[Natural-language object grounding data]
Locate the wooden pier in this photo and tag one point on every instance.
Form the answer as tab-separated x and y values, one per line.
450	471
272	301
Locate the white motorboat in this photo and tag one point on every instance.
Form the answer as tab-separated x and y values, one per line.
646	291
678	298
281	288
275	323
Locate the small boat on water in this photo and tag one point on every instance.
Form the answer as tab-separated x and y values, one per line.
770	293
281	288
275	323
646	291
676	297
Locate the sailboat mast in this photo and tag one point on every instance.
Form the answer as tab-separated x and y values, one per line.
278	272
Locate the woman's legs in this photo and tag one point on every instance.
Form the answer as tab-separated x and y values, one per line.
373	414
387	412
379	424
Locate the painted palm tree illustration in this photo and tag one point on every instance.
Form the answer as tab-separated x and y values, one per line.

▶ _Task_
Whenever a line holds "every", it counts; state the total for the records and add nothing.

▶ _Your response_
6